▶ Written exercise a: In the heat transfer overview, what are the three ways thermal energy moves?

▶ Page text:
## BEGIN

Heat Transfer

Overview

Heat transfer is the study of how thermal energy moves by conduction, convection, and radiation across solids, fluids, and interfaces. In process, energy, and mechanical engineering, these calculations govern exchanger sizing, utility demand, thermal safety margins, and lifecycle operating cost. This category combines correlation-based design tools and thermal-geometry utilities so analysts can move from quick screening to detailed rating with consistent methods.

The common framework is the dimensionless formulation of transport behavior: Nu, Re, Pr, Gr, and Ra for convection; resistance networks for conduction; and emissive/absorptive exchange for radiation. Many workflows map through h = \frac{Nu\,k}{L}, \qquad Q = UA\Delta T_{lm}, \qquad q''=-k\nabla T, then add geometry, entry-length, wall-property, and phase-change corrections based on operating regime. This is why correlation selection and method validity ranges matter as much as raw equation evaluation.

## END

▶ Written exercise b: How many lines of the listing below contain the word "orange"? Reply with the number alone.

▶ Source data:
## BEGIN

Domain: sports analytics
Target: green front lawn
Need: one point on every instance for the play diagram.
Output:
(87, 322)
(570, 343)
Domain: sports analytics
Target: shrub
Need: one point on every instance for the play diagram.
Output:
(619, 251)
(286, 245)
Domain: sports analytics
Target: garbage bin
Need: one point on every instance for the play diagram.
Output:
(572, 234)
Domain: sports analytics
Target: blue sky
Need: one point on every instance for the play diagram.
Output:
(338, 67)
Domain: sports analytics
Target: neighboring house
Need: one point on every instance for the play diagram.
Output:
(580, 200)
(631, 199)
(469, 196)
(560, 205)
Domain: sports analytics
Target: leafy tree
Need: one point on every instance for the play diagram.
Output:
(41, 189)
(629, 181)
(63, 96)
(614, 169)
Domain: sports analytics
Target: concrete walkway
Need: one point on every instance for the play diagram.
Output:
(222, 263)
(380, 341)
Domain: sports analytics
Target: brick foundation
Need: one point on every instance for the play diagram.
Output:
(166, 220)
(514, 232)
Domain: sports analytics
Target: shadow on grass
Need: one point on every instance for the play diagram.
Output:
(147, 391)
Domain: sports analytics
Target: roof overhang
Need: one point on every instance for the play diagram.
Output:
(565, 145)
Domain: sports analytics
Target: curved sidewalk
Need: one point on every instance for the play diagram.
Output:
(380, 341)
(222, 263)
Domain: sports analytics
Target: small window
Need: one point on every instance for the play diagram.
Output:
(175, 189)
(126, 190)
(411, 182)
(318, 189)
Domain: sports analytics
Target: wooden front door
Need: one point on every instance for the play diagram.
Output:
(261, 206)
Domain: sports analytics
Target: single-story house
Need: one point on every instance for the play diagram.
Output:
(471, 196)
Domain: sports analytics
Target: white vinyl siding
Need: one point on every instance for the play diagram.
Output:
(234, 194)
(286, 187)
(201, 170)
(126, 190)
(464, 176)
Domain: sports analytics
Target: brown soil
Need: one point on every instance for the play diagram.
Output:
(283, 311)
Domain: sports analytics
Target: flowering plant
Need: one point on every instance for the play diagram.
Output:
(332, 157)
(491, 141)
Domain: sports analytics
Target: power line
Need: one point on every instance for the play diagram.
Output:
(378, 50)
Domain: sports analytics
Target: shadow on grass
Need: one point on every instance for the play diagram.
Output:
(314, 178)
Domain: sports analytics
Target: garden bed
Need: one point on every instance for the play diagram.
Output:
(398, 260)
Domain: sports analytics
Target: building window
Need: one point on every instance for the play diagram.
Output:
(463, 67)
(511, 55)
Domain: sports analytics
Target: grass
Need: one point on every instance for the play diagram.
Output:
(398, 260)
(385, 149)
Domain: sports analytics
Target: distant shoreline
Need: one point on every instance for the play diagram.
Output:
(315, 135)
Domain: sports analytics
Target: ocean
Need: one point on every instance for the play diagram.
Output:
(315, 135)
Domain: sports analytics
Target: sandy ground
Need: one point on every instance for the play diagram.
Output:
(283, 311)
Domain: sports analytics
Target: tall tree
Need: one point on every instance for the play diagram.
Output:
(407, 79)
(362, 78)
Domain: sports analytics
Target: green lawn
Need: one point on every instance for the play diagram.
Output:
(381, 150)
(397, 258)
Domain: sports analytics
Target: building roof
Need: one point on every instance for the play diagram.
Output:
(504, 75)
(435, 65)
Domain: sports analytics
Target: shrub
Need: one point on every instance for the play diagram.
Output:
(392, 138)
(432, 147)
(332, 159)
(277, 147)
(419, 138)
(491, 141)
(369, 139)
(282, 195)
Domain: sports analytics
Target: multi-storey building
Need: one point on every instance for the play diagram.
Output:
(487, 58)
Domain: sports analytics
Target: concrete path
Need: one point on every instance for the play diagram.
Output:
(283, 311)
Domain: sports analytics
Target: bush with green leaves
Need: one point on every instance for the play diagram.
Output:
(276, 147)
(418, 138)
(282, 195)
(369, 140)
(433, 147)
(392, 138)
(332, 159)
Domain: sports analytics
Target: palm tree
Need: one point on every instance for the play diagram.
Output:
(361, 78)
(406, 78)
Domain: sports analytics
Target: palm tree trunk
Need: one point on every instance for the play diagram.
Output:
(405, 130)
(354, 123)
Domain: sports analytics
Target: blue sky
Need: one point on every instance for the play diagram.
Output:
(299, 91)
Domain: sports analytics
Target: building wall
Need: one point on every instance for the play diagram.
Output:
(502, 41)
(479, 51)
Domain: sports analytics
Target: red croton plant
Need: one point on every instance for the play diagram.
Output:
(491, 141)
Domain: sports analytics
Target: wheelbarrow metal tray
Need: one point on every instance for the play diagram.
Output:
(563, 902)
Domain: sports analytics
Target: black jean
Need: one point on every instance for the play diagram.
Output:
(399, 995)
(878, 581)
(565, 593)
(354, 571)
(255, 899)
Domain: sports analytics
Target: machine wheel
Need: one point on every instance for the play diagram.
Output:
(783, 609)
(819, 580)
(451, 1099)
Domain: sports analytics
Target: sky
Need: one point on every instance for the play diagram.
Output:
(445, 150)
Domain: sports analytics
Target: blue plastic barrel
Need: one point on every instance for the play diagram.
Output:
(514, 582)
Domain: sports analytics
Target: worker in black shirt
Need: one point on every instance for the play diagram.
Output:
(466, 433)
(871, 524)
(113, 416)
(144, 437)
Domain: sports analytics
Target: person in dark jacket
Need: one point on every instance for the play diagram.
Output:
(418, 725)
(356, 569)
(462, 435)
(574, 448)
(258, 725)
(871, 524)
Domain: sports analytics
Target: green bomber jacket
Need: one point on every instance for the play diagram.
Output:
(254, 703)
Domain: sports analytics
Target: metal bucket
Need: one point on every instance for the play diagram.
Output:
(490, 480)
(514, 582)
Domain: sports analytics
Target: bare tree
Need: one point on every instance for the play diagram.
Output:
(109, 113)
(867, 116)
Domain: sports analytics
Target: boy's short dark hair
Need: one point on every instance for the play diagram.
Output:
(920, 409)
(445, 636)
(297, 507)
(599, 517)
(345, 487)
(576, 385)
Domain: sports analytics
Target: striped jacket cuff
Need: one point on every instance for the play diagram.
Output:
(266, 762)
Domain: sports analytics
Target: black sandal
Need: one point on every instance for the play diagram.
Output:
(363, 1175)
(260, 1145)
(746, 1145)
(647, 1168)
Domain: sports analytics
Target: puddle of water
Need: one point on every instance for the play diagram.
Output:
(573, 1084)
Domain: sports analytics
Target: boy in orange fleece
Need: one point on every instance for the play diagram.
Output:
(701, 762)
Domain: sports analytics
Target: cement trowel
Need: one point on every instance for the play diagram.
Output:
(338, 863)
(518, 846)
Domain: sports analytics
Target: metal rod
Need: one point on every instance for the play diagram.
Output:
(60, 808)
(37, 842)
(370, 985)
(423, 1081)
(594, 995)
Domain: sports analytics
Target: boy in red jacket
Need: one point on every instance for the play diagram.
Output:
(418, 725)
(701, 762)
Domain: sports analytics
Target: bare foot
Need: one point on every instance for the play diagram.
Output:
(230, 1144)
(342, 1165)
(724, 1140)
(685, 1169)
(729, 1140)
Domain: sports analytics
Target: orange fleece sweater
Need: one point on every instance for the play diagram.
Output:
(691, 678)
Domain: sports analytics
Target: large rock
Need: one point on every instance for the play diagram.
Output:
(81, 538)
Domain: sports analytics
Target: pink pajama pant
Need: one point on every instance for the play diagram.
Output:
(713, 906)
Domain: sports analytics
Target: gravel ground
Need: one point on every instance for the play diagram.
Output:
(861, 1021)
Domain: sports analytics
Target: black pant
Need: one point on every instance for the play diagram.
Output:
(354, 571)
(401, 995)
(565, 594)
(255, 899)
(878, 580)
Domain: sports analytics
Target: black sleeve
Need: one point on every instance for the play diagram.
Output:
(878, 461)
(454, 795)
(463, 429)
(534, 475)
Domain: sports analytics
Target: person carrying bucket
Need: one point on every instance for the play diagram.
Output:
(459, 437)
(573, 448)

## END

▶ Full answer a: Conduction, convection, and radiation.

▶ Full answer b: 2